## TASK MATERIAL:
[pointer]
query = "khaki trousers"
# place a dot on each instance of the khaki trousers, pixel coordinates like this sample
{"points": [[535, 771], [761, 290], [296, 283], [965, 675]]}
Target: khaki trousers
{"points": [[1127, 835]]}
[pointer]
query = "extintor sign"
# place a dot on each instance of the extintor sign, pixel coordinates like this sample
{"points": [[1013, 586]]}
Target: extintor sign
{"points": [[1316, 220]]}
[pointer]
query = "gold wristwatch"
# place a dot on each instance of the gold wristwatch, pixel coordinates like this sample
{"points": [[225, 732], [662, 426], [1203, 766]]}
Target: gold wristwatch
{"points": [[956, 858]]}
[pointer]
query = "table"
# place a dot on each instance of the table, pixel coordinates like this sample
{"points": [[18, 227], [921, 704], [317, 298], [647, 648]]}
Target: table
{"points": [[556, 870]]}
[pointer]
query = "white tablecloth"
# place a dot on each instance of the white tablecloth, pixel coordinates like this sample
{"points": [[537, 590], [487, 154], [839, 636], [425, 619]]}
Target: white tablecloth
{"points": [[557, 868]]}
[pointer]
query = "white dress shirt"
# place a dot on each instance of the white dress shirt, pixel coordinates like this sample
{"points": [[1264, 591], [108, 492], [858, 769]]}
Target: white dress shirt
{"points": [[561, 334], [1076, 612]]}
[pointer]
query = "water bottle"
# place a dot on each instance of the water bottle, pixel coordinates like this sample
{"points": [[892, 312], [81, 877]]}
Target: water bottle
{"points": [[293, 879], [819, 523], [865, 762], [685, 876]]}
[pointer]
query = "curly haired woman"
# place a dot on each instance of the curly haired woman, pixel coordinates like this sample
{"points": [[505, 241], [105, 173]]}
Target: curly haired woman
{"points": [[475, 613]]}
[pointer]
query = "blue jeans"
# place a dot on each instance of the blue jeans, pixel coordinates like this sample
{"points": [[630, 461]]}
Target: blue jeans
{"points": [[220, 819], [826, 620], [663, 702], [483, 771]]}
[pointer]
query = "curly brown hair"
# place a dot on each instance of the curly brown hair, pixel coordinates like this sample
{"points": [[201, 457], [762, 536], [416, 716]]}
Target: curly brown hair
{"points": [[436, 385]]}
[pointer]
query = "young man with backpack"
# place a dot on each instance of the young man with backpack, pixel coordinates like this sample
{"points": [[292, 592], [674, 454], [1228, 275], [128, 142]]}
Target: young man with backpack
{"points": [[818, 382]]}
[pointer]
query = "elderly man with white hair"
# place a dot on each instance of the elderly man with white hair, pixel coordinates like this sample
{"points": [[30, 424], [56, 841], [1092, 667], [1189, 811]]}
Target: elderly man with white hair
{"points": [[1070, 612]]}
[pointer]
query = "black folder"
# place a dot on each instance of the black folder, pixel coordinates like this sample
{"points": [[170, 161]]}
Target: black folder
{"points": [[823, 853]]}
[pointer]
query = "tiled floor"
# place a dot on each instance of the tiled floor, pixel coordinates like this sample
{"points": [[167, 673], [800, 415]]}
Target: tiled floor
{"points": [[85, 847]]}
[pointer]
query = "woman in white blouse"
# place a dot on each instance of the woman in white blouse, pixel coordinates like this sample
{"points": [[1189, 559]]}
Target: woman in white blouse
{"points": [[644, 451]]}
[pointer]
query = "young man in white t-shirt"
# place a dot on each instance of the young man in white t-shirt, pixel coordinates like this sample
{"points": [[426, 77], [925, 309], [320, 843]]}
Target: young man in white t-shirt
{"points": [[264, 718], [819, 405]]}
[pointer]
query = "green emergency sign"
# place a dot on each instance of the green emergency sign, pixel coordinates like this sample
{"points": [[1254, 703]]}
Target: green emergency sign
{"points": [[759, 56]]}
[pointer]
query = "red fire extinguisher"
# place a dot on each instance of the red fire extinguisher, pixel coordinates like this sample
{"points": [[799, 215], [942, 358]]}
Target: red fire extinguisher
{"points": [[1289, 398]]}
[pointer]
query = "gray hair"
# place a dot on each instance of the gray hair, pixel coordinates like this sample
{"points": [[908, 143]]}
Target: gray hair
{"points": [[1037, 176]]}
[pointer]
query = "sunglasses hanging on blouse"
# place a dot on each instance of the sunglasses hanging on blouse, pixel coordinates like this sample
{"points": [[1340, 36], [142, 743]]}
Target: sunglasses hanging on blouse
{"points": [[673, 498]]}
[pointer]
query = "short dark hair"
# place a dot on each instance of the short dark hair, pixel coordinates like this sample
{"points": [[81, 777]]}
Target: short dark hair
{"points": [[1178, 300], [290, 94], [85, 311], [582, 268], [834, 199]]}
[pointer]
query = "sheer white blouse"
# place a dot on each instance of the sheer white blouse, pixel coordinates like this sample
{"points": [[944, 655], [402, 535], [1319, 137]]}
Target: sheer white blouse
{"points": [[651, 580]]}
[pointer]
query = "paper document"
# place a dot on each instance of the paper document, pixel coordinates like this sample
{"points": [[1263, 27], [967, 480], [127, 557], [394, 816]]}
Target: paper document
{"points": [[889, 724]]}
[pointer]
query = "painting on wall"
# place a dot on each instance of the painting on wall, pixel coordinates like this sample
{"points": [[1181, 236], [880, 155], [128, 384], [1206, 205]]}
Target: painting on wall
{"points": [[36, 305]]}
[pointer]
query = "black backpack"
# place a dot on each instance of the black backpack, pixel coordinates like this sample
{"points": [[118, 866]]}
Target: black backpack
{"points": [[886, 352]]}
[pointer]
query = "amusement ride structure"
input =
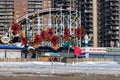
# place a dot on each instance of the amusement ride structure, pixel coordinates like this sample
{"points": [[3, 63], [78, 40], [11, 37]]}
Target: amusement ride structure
{"points": [[62, 26]]}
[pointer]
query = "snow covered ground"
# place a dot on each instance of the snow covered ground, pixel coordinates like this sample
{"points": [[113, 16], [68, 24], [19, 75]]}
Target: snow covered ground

## GIVEN EXERCISE:
Write out every entry again word for word, without any of the pictures.

## CORRECT RESPONSE:
[pointer]
query = "khaki trousers"
# place a dot on each instance of the khaki trousers, pixel coordinates like this sample
{"points": [[535, 771], [761, 290], [296, 283], [965, 675]]}
Target: khaki trousers
{"points": [[1127, 835]]}
[pointer]
query = "extintor sign"
# place a dot on each instance of the extintor sign, pixel coordinates like this sample
{"points": [[1013, 586]]}
Target: extintor sign
{"points": [[1316, 220]]}
[pointer]
query = "gold wristwatch"
# place a dot on each instance of the gold wristwatch, pixel coordinates like this sample
{"points": [[225, 732], [662, 426], [1203, 766]]}
Target: gold wristwatch
{"points": [[956, 858]]}
[pointer]
query = "table"
# place a dot on each instance of the table, pixel coordinates like this sample
{"points": [[18, 227], [921, 704], [317, 298], [647, 648]]}
Target: table
{"points": [[556, 870]]}
[pointer]
query = "white tablecloth"
# place a dot on each instance of the white tablecloth, pixel coordinates like this sample
{"points": [[537, 590], [487, 154], [839, 636], [425, 619]]}
Target: white tablecloth
{"points": [[557, 868]]}
[pointer]
query = "white dress shirt"
# place a dot on each instance of the white dress shirt, pixel coordinates like this sample
{"points": [[1264, 591], [108, 492], [858, 769]]}
Target: white dress shirt
{"points": [[561, 334], [1076, 612]]}
[pointer]
query = "water bottle"
# place a dot on each instance of the water bottle, pixel coordinates like this sample
{"points": [[892, 312], [81, 877]]}
Target: water bottle
{"points": [[293, 879], [819, 523], [865, 762], [685, 876]]}
[pointer]
query = "curly haired woman"
# place a dot on each instance of the curly haired woman, pixel coordinates like this sample
{"points": [[505, 241], [105, 173]]}
Target: curly haired woman
{"points": [[475, 613]]}
[pointer]
query = "blue jeans"
# place a dot on each instance of the blue jeans, pixel coordinates like this sample
{"points": [[630, 461]]}
Target: blue jeans
{"points": [[220, 819], [826, 620], [663, 702], [483, 771]]}
[pointer]
query = "curly brown hair"
# place a dot on each instance of the curly brown hair, pixel coordinates like this sample
{"points": [[201, 457], [762, 536], [416, 716]]}
Target: curly brown hair
{"points": [[436, 385]]}
[pointer]
query = "young man with backpack"
# place a dot on each instance of the young man with backpack, pixel coordinates like this sample
{"points": [[292, 592], [674, 454], [1228, 275], [128, 142]]}
Target: young man with backpack
{"points": [[818, 382]]}
[pointer]
query = "elderly man with white hair"
# place a dot on each instance of the elderly man with white hair, pixel coordinates like this sample
{"points": [[30, 424], [56, 841], [1092, 667], [1189, 811]]}
Target: elderly man with white hair
{"points": [[1070, 612]]}
[pointer]
query = "black folder"
# place a dot on each instance of the black folder, pixel coordinates like this sample
{"points": [[170, 161]]}
Target: black folder
{"points": [[823, 853]]}
[pointer]
query = "tiled floor"
# place a dot on each instance of the tiled floor, pixel coordinates like this sample
{"points": [[167, 673], [800, 415]]}
Target: tiled floor
{"points": [[85, 847]]}
[pointer]
query = "woman in white blouse"
# place a dot on each instance of the woman in white blouse, pixel coordinates like this sample
{"points": [[1189, 559]]}
Target: woman in white blouse
{"points": [[644, 451]]}
[pointer]
query = "young man in white t-shirt"
# place a dot on each instance of the young man in white t-shirt, pixel coordinates like this sample
{"points": [[426, 77], [925, 309], [320, 843]]}
Target: young man in white t-shirt
{"points": [[264, 718], [819, 405]]}
[pointer]
query = "green emergency sign"
# place a dot on each instance of the green emergency sign, pixel coordinates like this sample
{"points": [[1254, 703]]}
Target: green emergency sign
{"points": [[759, 56]]}
[pointer]
query = "red fire extinguisher"
# place a dot on each instance of the red fire extinguisher, pixel coordinates like this sample
{"points": [[799, 215], [942, 358]]}
Target: red fire extinguisher
{"points": [[1289, 398]]}
[pointer]
query = "gray hair"
# place a dot on each instance of the gray hair, pixel coordinates like this sample
{"points": [[908, 143]]}
Target: gray hair
{"points": [[1037, 176]]}
[pointer]
query = "sunglasses hanging on blouse"
# place a dot on each instance of the sunglasses hanging on blouse, pixel coordinates like this sample
{"points": [[1340, 36], [142, 743]]}
Target: sunglasses hanging on blouse
{"points": [[673, 498]]}
[pointer]
query = "short dark hair"
# place a dot on each instance of the short dark hair, pixel coordinates like this sample
{"points": [[81, 777]]}
Target: short dark hair
{"points": [[1178, 300], [290, 94], [85, 311], [582, 268], [834, 199]]}
[pointer]
query = "sheer white blouse"
# place a dot on each instance of the sheer white blouse, pixel coordinates like this sample
{"points": [[944, 655], [402, 535], [1319, 137]]}
Target: sheer white blouse
{"points": [[651, 580]]}
[pointer]
query = "paper document"
# place a dot on each instance of the paper document, pixel coordinates like this sample
{"points": [[1263, 27], [967, 480], [127, 557], [394, 816]]}
Target: paper document
{"points": [[889, 724]]}
[pointer]
query = "painting on wall"
# place a dot on each instance of the painting on wall, pixel coordinates like this sample
{"points": [[1181, 236], [880, 155], [128, 384], [1206, 205]]}
Target: painting on wall
{"points": [[36, 305]]}
[pointer]
query = "black backpack"
# place a dot on each instance of the black backpack, pixel coordinates like this sample
{"points": [[118, 866]]}
Target: black backpack
{"points": [[886, 352]]}
[pointer]
query = "amusement ride structure"
input =
# place a dot on each instance of the amusement ride structure, pixel coordinates like this sample
{"points": [[3, 63], [78, 40], [11, 37]]}
Target: amusement ride structure
{"points": [[62, 26]]}
[pointer]
query = "snow covered ground"
# place a dot on each instance of the snow covered ground, pixel coordinates like this sample
{"points": [[113, 16], [68, 24], [19, 75]]}
Target: snow covered ground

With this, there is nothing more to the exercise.